▶ [Document section]:
§

For some years there has been much discussion over the timetable for adoption of emerging motive power technologies, a reflection, perhaps, of the reluctance of industry to invest heavily until the business case has been clearly proven. These emerging technologies like hydrogen fuel cells, bio gas, lithium (Li) and ironphosphate batteries have in some cases been trialled for up to 15 years so are we now much closer to proving the cost case issue?
On the environmental issue the case for adoption is indisputable and so, too, is the business case in certain scenarios, but there are still some road blocks to widespread adoption, like the infrastructural investment needed to be in place, and that means a partnership between supplier and buyer to find the business case.

§

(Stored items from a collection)

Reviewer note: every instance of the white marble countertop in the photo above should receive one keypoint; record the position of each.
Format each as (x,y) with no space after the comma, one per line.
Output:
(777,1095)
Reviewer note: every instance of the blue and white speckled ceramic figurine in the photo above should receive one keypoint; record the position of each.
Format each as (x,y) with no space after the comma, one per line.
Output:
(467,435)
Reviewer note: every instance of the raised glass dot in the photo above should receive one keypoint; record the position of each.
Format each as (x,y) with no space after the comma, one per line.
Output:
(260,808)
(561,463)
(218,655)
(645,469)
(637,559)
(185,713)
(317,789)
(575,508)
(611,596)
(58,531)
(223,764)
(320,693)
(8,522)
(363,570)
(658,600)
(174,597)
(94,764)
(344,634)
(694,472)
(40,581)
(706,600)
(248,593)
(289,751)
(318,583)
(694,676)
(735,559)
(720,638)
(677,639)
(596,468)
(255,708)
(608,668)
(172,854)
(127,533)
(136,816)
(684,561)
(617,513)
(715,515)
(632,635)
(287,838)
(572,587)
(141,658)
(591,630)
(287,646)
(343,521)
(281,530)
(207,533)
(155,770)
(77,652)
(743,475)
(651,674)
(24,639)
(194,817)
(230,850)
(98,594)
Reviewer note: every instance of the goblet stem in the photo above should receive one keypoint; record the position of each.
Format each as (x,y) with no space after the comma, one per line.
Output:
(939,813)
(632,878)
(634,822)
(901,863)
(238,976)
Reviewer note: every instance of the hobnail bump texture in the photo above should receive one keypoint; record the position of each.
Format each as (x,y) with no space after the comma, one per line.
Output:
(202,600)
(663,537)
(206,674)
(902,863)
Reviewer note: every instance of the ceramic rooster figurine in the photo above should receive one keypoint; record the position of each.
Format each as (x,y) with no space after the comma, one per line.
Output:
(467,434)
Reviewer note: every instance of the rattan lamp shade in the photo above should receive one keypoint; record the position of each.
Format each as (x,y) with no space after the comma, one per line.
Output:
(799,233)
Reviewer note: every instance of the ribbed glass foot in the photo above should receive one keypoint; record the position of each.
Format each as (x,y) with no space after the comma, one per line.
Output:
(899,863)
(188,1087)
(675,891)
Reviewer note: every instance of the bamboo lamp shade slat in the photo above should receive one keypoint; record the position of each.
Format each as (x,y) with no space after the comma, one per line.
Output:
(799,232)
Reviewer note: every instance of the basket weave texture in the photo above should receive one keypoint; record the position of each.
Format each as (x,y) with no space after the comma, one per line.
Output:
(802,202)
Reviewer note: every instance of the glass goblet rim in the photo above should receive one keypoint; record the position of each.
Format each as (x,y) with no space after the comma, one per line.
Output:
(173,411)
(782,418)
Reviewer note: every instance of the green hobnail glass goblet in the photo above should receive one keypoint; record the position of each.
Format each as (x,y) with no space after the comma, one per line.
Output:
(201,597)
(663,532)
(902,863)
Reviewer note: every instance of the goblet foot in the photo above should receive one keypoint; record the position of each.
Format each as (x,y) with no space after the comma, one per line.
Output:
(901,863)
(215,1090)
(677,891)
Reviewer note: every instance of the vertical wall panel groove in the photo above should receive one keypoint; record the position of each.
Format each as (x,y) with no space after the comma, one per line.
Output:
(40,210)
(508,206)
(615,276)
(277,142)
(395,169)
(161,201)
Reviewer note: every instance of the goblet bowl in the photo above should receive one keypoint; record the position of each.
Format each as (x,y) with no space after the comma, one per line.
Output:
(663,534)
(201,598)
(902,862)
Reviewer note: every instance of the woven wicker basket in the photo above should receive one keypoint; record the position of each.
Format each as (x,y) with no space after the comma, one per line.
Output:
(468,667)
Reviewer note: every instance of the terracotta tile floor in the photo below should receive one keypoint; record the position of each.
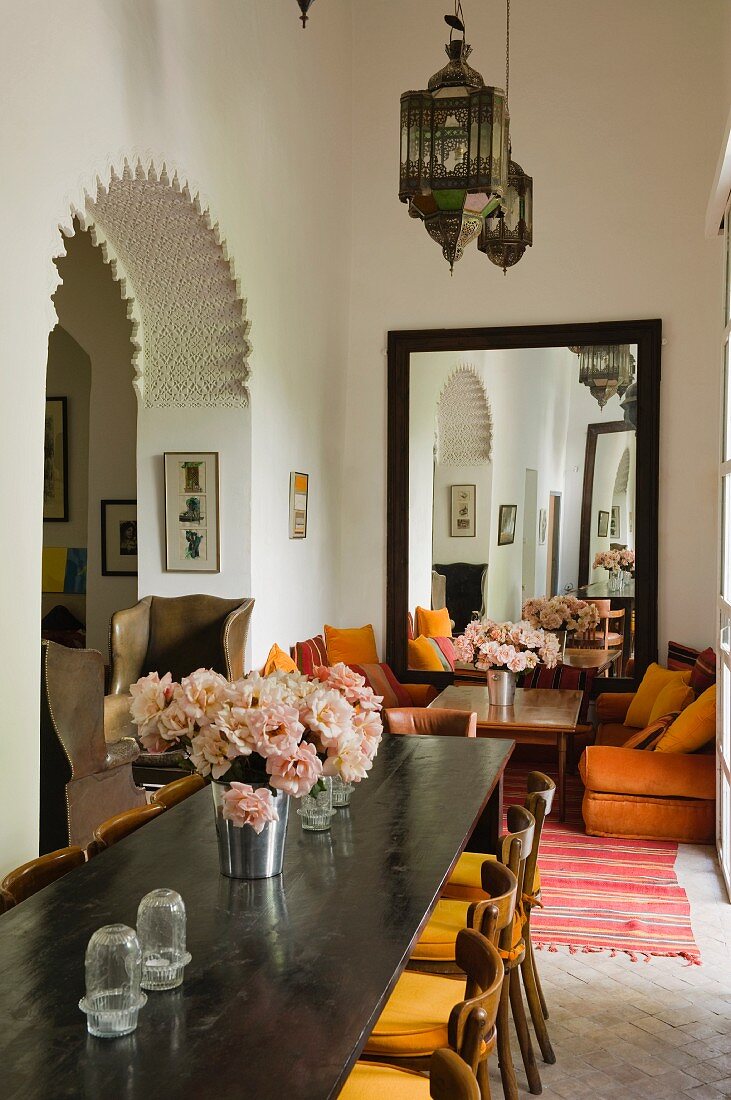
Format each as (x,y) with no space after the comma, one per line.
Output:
(635,1030)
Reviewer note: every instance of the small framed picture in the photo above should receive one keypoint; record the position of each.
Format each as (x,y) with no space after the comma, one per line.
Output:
(507,524)
(191,512)
(299,491)
(543,524)
(55,462)
(613,524)
(119,538)
(463,512)
(602,527)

§

▶ [To do]:
a) Copy everything in the passage on emerging motive power technologies from "On the environmental" down to "the business case.".
b) Carry on the passage on emerging motive power technologies from where it stops.

▶ [Results for the exercise]:
a)
On the environmental issue the case for adoption is indisputable and so, too, is the business case in certain scenarios, but there are still some road blocks to widespread adoption, like the infrastructural investment needed to be in place, and that means a partnership between supplier and buyer to find the business case.

b)
Of the new technologies, Li looks a hot favourite to be the number one and may even replace the longstanding lead-acid batteries. Toyota already has an almost full range of Li-ion warehouse trucks whose batteries are 30% more efficient than lead-acid, with a longevity up to four times as long. They can also be charged much more quickly. These trucks are lead-acid vehicles that have been modified to take a lighter battery pack but the company is working on purposebuilt concept trucks. Although Li is much more ubiquitous and has been under development much longer than Iron-phosphate batteries the latter could become a significant challenger to Li. Developed by the Chinese company, BYD, this ‘battery for life’ is maintenance-free and there is no need to change it during recharging.
The current acceptance of Li in Western Europe, where there has been a clear shift from IC to electric, varies from country to country. “The proportion is probably 5-15%, depending on the country’ but now it’s being ordered on a regular basis,” says Hans van Leeuvren, executive vice president of Toyota Materials Handling Europe. He believes that where there is a continuous operation the payback time is two to three years, and assuming that the battery has a lifetime of five to six years that leaves three years to earn money on it.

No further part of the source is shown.